[Data items]
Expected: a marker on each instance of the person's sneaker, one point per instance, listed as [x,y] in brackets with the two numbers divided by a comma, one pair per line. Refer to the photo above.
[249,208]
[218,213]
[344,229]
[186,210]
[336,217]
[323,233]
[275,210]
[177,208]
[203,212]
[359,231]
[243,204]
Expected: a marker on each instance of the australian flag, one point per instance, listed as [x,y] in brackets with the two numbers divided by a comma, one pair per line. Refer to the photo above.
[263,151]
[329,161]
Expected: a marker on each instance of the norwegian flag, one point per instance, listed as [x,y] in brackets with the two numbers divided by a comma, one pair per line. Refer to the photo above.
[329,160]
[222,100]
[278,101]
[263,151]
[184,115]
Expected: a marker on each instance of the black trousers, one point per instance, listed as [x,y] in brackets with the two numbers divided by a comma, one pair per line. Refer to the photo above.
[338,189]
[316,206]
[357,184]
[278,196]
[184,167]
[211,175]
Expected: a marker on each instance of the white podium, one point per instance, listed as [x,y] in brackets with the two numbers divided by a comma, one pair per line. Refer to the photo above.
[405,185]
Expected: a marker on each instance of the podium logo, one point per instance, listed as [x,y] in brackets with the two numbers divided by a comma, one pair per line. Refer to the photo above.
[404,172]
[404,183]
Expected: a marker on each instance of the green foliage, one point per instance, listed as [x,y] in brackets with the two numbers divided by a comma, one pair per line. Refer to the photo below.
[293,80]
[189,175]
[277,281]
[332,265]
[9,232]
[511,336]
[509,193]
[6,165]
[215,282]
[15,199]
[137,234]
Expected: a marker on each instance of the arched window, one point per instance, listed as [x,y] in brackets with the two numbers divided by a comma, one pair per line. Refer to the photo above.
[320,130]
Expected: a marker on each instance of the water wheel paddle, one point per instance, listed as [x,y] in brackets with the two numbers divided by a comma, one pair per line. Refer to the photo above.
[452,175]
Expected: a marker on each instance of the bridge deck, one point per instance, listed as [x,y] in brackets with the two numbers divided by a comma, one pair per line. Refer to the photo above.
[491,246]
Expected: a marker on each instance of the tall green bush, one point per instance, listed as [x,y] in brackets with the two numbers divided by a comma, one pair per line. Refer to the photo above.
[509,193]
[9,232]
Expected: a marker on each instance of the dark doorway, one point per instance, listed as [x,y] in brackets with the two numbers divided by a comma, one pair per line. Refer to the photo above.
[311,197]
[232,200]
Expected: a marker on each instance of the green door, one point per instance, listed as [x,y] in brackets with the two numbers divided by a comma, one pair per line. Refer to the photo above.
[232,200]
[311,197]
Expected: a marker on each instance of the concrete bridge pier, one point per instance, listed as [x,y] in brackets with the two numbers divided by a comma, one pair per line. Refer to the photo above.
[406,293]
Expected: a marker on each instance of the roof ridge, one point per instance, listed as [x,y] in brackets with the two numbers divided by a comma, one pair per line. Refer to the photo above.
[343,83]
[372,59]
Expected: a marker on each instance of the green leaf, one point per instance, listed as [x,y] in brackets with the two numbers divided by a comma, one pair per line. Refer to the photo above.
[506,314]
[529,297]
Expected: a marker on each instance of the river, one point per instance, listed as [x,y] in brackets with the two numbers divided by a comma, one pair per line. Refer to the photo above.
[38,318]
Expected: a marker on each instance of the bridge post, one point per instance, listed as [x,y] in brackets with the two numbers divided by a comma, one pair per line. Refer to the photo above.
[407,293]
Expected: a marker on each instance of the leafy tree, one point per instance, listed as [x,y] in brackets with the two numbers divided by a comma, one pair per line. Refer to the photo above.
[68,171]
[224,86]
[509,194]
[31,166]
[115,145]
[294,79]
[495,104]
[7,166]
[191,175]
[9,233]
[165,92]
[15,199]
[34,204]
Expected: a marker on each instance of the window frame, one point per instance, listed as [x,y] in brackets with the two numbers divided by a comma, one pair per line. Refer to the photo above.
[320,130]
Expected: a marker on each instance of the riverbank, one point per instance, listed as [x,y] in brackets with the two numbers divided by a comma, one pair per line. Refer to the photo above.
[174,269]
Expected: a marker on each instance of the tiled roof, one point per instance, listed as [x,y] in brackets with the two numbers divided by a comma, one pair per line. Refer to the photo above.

__TASK REQUIREMENTS__:
Reproduce the listing above in full, rewording "one point per instance" as "a single point for each instance" wherever it occurs and leaving everything else unchanged.

__TASK OUTPUT__:
Expected: a marker on each instance of the person's sneaker, a single point for each instance, listed as [x,y] in brackets with the two numbers divided by a comma, one pair per line. Refer to the photo above.
[249,208]
[218,213]
[344,229]
[186,210]
[336,217]
[323,233]
[275,210]
[177,208]
[203,212]
[359,231]
[243,204]
Expected: a marker on each instance of the australian flag, a single point for each instance, listed as [x,y] in brackets with the two numbers divided by a comma, one pair per line. Refer to the photo above.
[263,151]
[329,161]
Expected: a marker on each instance of the norwegian flag, a single point for each instance, listed as [x,y] in brackets with the two numbers divided by a comma, one pair per line. Refer to the photo above.
[329,160]
[222,100]
[278,101]
[263,151]
[184,115]
Expected: a marker on each instance of the black trousers, a single point for each instance, listed as [x,y] in brackets with the two numbers divided by a comma, one pair per line. Refer to the photo above.
[338,189]
[316,206]
[357,184]
[278,196]
[184,167]
[211,175]
Expected: a marker on each instance of the white podium, a single point for each instance, listed as [x,y] in brackets with the two numbers divided by a comma, one pair per line. Refer to the photo above.
[405,185]
Expected: a marker on each instance of the podium logo, a single point for each instance, listed as [x,y] in brackets with the two numbers divided by a comma, one pair per line. Refer to the photo above.
[404,172]
[404,183]
Expected: a marker on each instance of the green foliage, a single point for each instance, listed as [x,y] in brackets with the two numbers divided by a comma, one pair per line. Refer to the photo below.
[293,80]
[189,175]
[277,281]
[332,265]
[9,232]
[511,336]
[509,193]
[6,165]
[215,282]
[15,199]
[137,234]
Expected: a marker on each instance of the arched window, a single point for each instance, listed as [x,y] in brackets with the two numbers divided by a comma, one pair per line. Refer to the photo above.
[320,130]
Expected: a marker on each instance of the water wheel paddle, a single point for each instance, listed as [x,y] in brackets with the two numbers divided by a comma, one pair per line. Refer to the photo above.
[452,175]
Expected: a marker on each instance of the bridge deck, a single point for each instance, listed as [x,y] in brackets with the two numbers divided by a comma, one pair per line. Refer to the photo above.
[491,246]
Expected: a marker on each instance of the tall green bush, a single point for each instance, listed as [x,y] in brackets with the two numbers divided by a comma, one pair per line. Refer to the photo above.
[509,193]
[9,232]
Expected: a marker on each instance of the dark doorway, a single point for each instance, listed as [x,y] in brackets with the two numbers divided by a comma, one pair per line. Refer to the photo above.
[311,197]
[232,200]
Expected: a marker on each instance of the green door, a single point for each instance, listed as [x,y] in brackets with the two numbers divided by a comma, one pair per line. Refer to the photo above.
[232,200]
[311,197]
Expected: a marker on each instance of the concrete bridge pier, a single point for each instance, listed as [x,y] in brackets with the two numbers divided by a comma, one pair per line. Refer to the photo above.
[406,293]
Expected: a marker on each instance of the roof ridge, a single point for each instance, listed as [x,y] in brackets with the two numbers divided by a comma, one pair per line. Refer to the photo above.
[343,83]
[372,59]
Expected: a marker on each instance of the green leaf, a single point for each instance, listed as [x,y] in brackets with the two numbers divided by a comma, one pair per line. Refer to the photo above.
[506,314]
[529,297]
Expected: a marker on each instance of the river, a single point for each instance, listed as [x,y] in brackets with the two numbers divided by a comma, one pair per line. Refer to the photo above.
[38,318]
Expected: a marker on each instance of the bridge post, a single point for each instance, listed as [x,y] in brackets with the two numbers divided by a comma, one pair per line. Refer to the photo above.
[407,293]
Expected: a marker on each instance of the leafy tree, a single point for each instance, listed as [x,y] in brackets with the two numbers divided by a comma, one pair per line. Refer to the photo above.
[68,171]
[224,86]
[509,194]
[31,166]
[115,145]
[294,79]
[495,104]
[7,166]
[191,175]
[9,233]
[165,92]
[15,199]
[34,204]
Expected: a marker on each instance of the window frame, a single point for each instance, listed as [x,y] in brackets with the two numbers divided by a comma, one pair per line. Refer to the photo above.
[320,130]
Expected: a marker on each instance of the riverbank, a single point for each instance, listed as [x,y] in brackets with the two numbers divided by a comma, one pair per line. Refer to the photo above.
[174,269]
Expected: a marker on each instance of the tiled roof, a single point for each instance, listed as [x,y] in brackets with the two numbers divided by a comma, one pair per line. Refer to the photo above.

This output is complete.